> [Required actions]:
1) In the dihedral-angle post, what makes the sign of the angle flip?
2) Rewrite the records from the line with "[pin] baseball field grass -- one per line" up to and including the last line of the records, substituting "shirt" for "jersey" and keeping everything else the same.

All your test still pass with this change, including my new one, and my own code behaves without requiring my current plaster outside libirc, I admit I don't feel comfortable about doing it this way.

Making dihedral angles other than 180 all positive as per WDC convention makes everything go bust, more serious intervention would be required.

The reason the sign flips is the atan2(y/x) call sometimes has a value of -0 or +0 for y in the numerator for the different structures.

That's all I can offer this week.

// Code smell addition

template<typename Vector3>
inline double dihedral(const Vector3& v1,
                       const Vector3& v2,
                       const Vector3& v3,
                       const Vector3& v4) {
  const Vector3 b1{v1 - v2};
  const Vector3 b2{v2 - v3};
  const Vector3 b3{v3 - v4};

  Vector3 n1{linalg::cross(b1, b2)};
  Vector3 n2{linalg::cross(b2, b3)};

  n1 /= linalg::norm(n1);
  n2 /= linalg::norm(n2);

  const Vector3 m{linalg::cross(n1, b2) / linalg::norm(b2)};

  const double x{linalg::dot(n1, n2)};
  const double y{linalg::dot(m, n2)};

  // Compute dihedral angle in radians (in the interval [-pi,pi])
  double angle{std::atan2(y, x)};
  // only for the 180 case
  if (std::fabs(y) < 1e-6 && std::fabs(std::fabs(angle) - tools::constants::pi) < 1e-6)
      angle = std::atan2(fabs(y), x);

  return angle;

// end code smell

Cheers :)

> [Data to process]:
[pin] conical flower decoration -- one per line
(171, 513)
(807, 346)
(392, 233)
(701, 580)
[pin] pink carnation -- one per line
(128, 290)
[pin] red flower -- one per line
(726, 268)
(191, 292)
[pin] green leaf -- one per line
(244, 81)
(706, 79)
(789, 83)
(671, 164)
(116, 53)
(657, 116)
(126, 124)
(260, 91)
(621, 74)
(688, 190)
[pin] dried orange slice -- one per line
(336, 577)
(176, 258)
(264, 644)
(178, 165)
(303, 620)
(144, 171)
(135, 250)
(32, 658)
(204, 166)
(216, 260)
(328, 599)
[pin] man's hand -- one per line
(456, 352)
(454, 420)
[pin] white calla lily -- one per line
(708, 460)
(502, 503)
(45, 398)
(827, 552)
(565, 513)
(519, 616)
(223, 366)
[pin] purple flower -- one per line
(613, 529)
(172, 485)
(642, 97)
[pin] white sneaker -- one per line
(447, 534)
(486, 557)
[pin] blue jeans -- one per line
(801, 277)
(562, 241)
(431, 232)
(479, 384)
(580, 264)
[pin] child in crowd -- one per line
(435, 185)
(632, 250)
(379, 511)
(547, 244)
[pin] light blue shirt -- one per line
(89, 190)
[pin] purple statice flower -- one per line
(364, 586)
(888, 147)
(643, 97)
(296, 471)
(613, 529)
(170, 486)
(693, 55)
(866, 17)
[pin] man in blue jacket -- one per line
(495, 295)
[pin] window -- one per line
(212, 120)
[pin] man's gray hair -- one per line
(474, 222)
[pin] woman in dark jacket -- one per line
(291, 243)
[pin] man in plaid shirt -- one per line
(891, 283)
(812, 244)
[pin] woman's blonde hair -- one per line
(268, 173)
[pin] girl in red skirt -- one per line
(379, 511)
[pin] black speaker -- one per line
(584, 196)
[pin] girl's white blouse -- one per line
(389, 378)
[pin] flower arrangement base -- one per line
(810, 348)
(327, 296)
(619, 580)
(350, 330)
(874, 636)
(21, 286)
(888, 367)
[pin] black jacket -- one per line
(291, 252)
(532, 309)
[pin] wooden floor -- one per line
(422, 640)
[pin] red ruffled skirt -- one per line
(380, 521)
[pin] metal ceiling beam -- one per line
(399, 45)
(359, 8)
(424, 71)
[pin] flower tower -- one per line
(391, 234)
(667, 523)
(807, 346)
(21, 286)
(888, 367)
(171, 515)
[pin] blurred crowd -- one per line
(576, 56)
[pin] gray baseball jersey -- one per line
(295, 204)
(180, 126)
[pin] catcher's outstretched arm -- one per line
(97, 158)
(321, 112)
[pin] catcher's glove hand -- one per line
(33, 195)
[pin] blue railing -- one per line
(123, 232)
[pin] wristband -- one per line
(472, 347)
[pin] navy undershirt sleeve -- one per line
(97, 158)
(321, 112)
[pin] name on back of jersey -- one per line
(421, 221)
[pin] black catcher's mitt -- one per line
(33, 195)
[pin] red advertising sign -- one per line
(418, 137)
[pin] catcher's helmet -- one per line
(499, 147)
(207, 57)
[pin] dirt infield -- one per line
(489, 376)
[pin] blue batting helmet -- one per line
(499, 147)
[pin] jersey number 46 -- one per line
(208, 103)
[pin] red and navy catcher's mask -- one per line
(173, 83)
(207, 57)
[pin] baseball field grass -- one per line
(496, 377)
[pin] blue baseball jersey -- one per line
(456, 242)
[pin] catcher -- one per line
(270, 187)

> [Task answers]:
1) The atan2(y/x) call sometimes has a value of -0 or +0 for y in the numerator for the different structures.

2)
[pin] baseball field grass -- one per line
(496, 377)
[pin] blue baseball shirt -- one per line
(456, 242)
[pin] catcher -- one per line
(270, 187)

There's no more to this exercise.